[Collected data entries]
------------------------------------------------
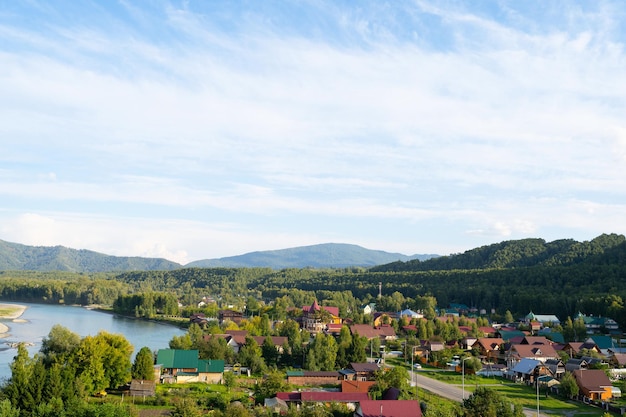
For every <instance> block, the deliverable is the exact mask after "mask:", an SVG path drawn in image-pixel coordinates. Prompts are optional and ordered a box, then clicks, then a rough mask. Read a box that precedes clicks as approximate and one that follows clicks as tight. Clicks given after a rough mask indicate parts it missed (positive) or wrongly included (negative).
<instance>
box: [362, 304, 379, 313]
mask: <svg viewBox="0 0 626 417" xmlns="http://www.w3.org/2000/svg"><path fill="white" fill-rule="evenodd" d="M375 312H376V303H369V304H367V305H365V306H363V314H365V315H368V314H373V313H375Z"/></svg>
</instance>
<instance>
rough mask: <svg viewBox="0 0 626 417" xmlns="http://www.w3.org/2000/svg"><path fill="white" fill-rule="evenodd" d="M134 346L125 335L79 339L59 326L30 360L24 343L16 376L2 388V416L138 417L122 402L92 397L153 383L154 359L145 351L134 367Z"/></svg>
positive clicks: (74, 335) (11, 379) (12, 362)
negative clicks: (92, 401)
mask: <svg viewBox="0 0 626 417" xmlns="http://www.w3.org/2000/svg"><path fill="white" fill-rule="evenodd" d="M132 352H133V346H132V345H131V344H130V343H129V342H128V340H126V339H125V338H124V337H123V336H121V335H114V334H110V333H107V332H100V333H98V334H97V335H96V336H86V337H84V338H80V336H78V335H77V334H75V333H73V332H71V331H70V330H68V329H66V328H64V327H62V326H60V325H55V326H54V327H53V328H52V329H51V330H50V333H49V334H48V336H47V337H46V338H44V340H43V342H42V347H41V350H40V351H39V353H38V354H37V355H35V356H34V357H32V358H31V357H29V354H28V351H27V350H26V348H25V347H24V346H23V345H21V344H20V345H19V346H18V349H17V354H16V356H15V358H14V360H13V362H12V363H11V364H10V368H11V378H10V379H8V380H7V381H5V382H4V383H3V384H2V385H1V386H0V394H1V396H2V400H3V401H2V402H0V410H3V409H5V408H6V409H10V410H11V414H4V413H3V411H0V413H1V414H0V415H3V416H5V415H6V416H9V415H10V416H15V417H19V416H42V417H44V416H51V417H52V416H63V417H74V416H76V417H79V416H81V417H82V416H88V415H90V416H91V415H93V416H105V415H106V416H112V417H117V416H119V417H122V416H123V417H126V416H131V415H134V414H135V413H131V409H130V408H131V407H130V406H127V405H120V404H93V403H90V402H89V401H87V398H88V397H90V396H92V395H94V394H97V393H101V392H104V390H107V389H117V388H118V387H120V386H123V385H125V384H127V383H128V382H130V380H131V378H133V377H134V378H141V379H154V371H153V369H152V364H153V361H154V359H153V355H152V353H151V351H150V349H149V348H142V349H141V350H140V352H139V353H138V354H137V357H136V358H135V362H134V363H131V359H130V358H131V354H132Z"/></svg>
------------------------------------------------
_What is being asked_
The response should repeat every entry above exactly and include none of the pictures.

_Solution_
For every <instance> block, the deliverable is the exact mask after "mask:", an SVG path drawn in image-pixel coordinates. Prompts are optional and ordered a box, then clicks, then a rough mask. Read a box that precedes clicks as approximate and one that follows clicks as tight. Clicks given after a rough mask indicate parts it missed (positive) or wrongly included (negative).
<instance>
box: [362, 304, 379, 313]
mask: <svg viewBox="0 0 626 417" xmlns="http://www.w3.org/2000/svg"><path fill="white" fill-rule="evenodd" d="M375 312H376V303H369V304H367V305H365V306H363V314H365V315H368V314H373V313H375Z"/></svg>
</instance>
<instance>
rough mask: <svg viewBox="0 0 626 417" xmlns="http://www.w3.org/2000/svg"><path fill="white" fill-rule="evenodd" d="M134 346L125 335L79 339L59 326L30 360L24 343L16 376L2 388V416L138 417L122 402L92 397L153 383L154 359L145 351L134 367Z"/></svg>
positive clicks: (74, 335) (11, 379) (12, 362)
negative clicks: (92, 401)
mask: <svg viewBox="0 0 626 417" xmlns="http://www.w3.org/2000/svg"><path fill="white" fill-rule="evenodd" d="M132 352H133V346H132V345H131V344H130V343H129V342H128V340H126V339H125V338H124V337H123V336H121V335H114V334H110V333H107V332H100V333H98V334H97V335H96V336H86V337H84V338H80V336H78V335H77V334H75V333H73V332H71V331H70V330H68V329H66V328H64V327H62V326H60V325H55V326H54V327H53V328H52V329H51V330H50V333H49V334H48V336H47V337H46V338H44V340H43V342H42V347H41V350H40V351H39V353H38V354H37V355H35V356H34V357H32V358H31V357H29V354H28V351H27V350H26V348H25V347H24V346H23V345H21V344H20V345H19V346H18V349H17V354H16V356H15V358H14V360H13V362H12V363H11V364H10V368H11V378H10V379H8V380H7V381H5V382H4V383H3V384H2V385H1V386H0V394H1V396H2V400H3V401H2V402H0V410H3V409H5V408H6V409H10V410H11V414H4V413H3V411H0V413H1V414H0V415H3V416H5V415H6V416H9V415H10V416H15V417H19V416H42V417H44V416H51V417H52V416H63V417H74V416H76V417H79V416H81V417H82V416H88V415H90V416H91V415H93V416H105V415H106V416H112V417H117V416H119V417H122V416H123V417H126V416H131V415H134V414H135V413H131V409H130V408H131V407H130V406H127V405H120V404H93V403H90V402H89V401H87V398H88V397H90V396H92V395H94V394H97V393H101V392H104V390H107V389H117V388H118V387H120V386H123V385H125V384H127V383H128V382H130V380H131V378H133V377H134V378H141V379H154V371H153V369H152V364H153V361H154V359H153V355H152V353H151V351H150V349H149V348H142V349H141V350H140V352H139V353H138V354H137V357H136V358H135V362H134V363H131V359H130V358H131V354H132Z"/></svg>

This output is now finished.